-- START THE INPUT --
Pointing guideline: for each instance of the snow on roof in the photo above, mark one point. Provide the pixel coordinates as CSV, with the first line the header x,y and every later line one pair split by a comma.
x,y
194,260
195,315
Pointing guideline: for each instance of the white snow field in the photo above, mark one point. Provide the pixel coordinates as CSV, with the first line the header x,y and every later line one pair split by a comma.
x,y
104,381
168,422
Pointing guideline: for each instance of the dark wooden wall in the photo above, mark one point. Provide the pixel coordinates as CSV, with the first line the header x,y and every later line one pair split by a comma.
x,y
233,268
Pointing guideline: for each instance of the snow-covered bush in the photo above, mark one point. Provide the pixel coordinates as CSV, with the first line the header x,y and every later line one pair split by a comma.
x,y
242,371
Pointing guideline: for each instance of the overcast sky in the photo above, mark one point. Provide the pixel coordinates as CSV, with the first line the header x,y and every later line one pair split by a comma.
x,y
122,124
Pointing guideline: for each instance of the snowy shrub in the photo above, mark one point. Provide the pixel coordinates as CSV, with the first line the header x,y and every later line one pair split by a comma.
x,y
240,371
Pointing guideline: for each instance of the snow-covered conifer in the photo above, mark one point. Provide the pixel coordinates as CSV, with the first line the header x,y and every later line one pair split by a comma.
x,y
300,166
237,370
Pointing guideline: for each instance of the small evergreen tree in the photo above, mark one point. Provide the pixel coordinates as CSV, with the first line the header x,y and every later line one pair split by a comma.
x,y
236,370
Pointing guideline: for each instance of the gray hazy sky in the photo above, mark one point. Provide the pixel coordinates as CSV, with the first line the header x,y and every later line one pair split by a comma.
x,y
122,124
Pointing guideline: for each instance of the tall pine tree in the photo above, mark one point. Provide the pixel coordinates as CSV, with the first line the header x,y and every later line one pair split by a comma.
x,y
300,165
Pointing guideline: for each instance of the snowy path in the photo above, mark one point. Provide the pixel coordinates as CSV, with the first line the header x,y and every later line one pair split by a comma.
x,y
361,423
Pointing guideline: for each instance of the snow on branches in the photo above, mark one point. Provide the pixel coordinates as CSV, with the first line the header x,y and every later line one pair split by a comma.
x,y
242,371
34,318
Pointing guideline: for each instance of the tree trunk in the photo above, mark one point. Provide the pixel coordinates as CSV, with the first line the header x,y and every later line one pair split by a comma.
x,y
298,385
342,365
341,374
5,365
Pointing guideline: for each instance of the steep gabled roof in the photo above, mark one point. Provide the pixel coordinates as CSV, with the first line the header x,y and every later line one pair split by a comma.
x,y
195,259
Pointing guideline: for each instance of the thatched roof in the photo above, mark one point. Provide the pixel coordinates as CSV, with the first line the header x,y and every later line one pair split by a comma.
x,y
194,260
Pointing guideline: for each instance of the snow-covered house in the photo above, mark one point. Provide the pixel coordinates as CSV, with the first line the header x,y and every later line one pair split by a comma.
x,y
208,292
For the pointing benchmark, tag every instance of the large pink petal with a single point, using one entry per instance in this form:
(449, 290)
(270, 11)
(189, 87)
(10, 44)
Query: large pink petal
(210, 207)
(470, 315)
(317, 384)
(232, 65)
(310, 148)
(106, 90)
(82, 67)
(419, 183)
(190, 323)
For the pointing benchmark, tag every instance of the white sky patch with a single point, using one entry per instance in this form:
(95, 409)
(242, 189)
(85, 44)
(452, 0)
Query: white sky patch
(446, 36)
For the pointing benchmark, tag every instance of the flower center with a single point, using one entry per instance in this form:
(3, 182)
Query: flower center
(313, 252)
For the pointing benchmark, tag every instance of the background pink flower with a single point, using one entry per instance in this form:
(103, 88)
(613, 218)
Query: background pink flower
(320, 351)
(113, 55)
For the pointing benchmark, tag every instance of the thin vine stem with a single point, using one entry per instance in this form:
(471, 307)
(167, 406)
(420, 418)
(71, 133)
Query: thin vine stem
-- END THE INPUT --
§ **GIVEN TASK**: Repeat only the stretch of lines that opens with the line containing "Pointing guideline: for each instance of the snow on branches" and closes with the final line of the entries, both included, exactly as written.

§ **SOLUTION**:
Pointing guideline: for each instance of the snow on branches in the photo above, mark one point. Provide the pixel coordinates as CSV, with the first line the header x,y and every later line one pair split by a comma.
x,y
242,371
34,318
Pointing guideline: for each instance of the tree trunk in the photo above, mark one point. Provide the pixel coordinates as CSV, with the first line the header x,y and every later line one pair split by a comma.
x,y
298,385
342,365
341,374
5,365
Pointing guideline: for each instance of the steep gabled roof in the photo above, mark one point. Provide the pixel coordinates as CSV, with the first line the header x,y and every later line one pair split by a comma.
x,y
195,259
Pointing guideline: for each instance of the thatched roof in the photo above, mark one point. Provide the pixel coordinates as CSV, with the first line the header x,y and every later line one pair split by a comma.
x,y
194,260
Pointing guideline: for each instance of the snow-covered house in the photo above, mark one point. Provide the pixel coordinates as CSV, with the first line the header x,y and every later line one pair split by a comma.
x,y
208,292
For the pointing benchmark, tag every instance of the large pink petal with a single point, using one entry per instance in this form:
(449, 290)
(270, 11)
(189, 87)
(10, 44)
Query: large pink petal
(210, 207)
(470, 315)
(317, 384)
(232, 65)
(310, 148)
(106, 90)
(82, 67)
(419, 183)
(190, 323)
For the pointing benchmark, tag every instance of the white sky patch with a single point, using one entry per instance in this form:
(95, 409)
(242, 189)
(85, 44)
(452, 0)
Query: white sky patch
(446, 36)
For the pointing benchmark, tag every instance of the flower center with a single point, using one entry per instance in this form:
(3, 182)
Query: flower center
(313, 252)
For the pointing benchmark, tag every instance of the background pink flower with a single point, using one entry per instance in this form:
(103, 88)
(613, 218)
Query: background pink flower
(320, 351)
(113, 55)
For the pointing benchmark, tag every instance of the thin vine stem with a single point, using one entry per instance in this form:
(471, 307)
(167, 406)
(420, 418)
(71, 133)
Query: thin vine stem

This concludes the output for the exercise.